Valid political and economic arguments; but what is the use of good politics and economics after you are dead, or when your loved ones, neighbours and colleagues start dying again?

Who do you blame then?

Let’s remember a few realities, and we don’t have to agree on this; arguments about these things now belong to the past, initial governments’ response, often authoritarian, but for the most part simply pragmatic, was to protect human lives and avoid heavy hospitalizations that could cripple health systems, to provide economic relief and social protection in the face of emerging economic stagnation, to combat mass disruptions of public life and security in the face of possible political paralysis, and to deal directly with the destructive and other effects of the health disaster, including vaccine development.

We have been two years at the crossroads with this pandemic.

Maybe it is time we designed new protective measures suited to this phase of the struggle against the pandemic, thanks, in large, to vaccination interventions, and political commitment to pandemic mitigation by the WHO, national governments and civil society organizations. But are we doing this the right way? Why, for example, abandon scientific direction? Why not keep on working on better, more effective, and more efficacious vaccines? Why not send more vaccines and boosters to poor countries where vaccination rates are terribly low, and school children between the ages of 4-10 cannot, for the first time since the end of colonial rule, read or write, or even identify images on classroom boards because of disastrous emasculation of school infrastructure, deaths of teachers, closure of schools and fears of Covid-19 infections these past two years?

Shouldn’t the new response to the Covid-19 pandemic now in this second phase be a determined and committed and equitable and just vaccination of the whole world, coupled with serious and concerted, and scientific consolidation of health mitigation and treatment in Western countries where so much success has been accomplished these past many months of vaccination?

- **Material provided**

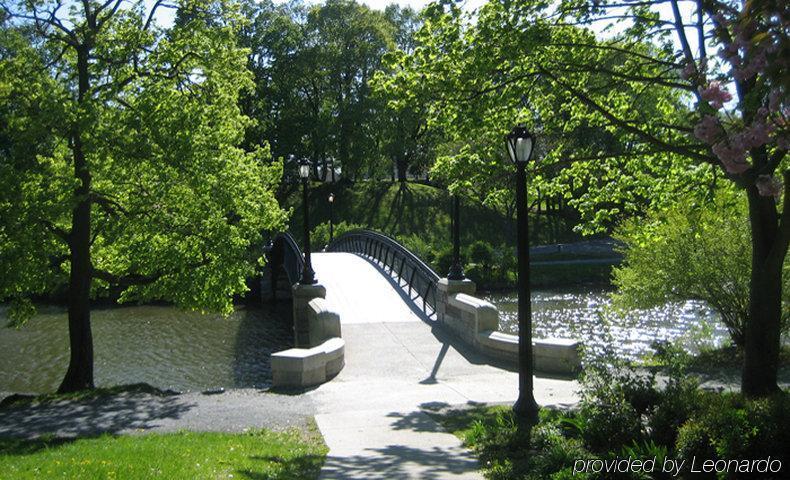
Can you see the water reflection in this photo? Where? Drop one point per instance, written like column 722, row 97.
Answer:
column 159, row 345
column 581, row 314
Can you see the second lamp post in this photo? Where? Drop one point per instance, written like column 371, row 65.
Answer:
column 331, row 219
column 519, row 147
column 308, row 275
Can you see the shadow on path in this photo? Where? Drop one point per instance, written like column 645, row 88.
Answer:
column 116, row 414
column 399, row 462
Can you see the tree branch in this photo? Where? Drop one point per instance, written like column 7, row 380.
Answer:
column 624, row 124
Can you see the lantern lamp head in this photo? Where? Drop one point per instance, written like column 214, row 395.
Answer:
column 519, row 144
column 304, row 168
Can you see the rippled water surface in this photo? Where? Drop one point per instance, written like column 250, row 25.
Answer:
column 162, row 346
column 581, row 314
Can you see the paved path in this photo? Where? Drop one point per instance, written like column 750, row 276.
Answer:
column 397, row 365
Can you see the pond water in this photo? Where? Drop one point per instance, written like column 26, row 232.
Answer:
column 159, row 345
column 581, row 313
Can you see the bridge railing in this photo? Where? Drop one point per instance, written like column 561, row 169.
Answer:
column 413, row 276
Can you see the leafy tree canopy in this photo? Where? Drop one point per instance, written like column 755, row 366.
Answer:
column 177, row 205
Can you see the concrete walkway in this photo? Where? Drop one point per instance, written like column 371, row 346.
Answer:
column 397, row 365
column 372, row 415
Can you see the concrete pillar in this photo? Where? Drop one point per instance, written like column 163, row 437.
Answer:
column 302, row 294
column 445, row 288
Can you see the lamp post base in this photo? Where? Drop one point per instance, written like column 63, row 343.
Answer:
column 526, row 410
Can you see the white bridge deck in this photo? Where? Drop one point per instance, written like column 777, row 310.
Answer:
column 397, row 364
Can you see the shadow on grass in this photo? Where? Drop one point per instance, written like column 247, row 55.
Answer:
column 20, row 447
column 133, row 410
column 400, row 461
column 303, row 467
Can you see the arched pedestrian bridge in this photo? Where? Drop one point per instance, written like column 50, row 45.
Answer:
column 396, row 340
column 365, row 277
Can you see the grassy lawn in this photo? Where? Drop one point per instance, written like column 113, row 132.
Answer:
column 256, row 455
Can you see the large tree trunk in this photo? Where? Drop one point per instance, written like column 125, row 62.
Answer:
column 402, row 165
column 79, row 375
column 762, row 331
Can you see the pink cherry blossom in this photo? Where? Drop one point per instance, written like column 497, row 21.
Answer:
column 775, row 100
column 733, row 157
column 708, row 129
column 715, row 95
column 768, row 186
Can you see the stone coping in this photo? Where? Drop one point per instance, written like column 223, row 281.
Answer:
column 304, row 367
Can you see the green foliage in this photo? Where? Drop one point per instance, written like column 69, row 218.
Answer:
column 176, row 205
column 312, row 65
column 472, row 72
column 699, row 252
column 626, row 413
column 320, row 234
column 259, row 453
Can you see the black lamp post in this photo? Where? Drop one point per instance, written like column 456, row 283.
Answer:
column 519, row 147
column 308, row 275
column 331, row 219
column 456, row 269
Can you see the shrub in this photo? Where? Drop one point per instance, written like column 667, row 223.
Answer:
column 693, row 441
column 481, row 253
column 609, row 419
column 679, row 401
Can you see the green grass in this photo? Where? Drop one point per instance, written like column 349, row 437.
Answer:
column 506, row 452
column 255, row 455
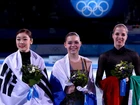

- **To do**
In the pandemic commentary, turn the paragraph beginning "Let's remember a few realities" into a short list that keeps its main facts.

- **Solution to this task**
Governments' initial responses, often authoritarian but mostly pragmatic, aimed to:
- protect human lives and prevent heavy hospitalizations that could cripple health systems
- provide economic relief and social protection as economic stagnation emerged
- counter mass disruptions of public life and security amid possible political paralysis
- address the destructive and other effects of the health disaster directly, including through vaccine development

Arguments about these responses now belong to the past.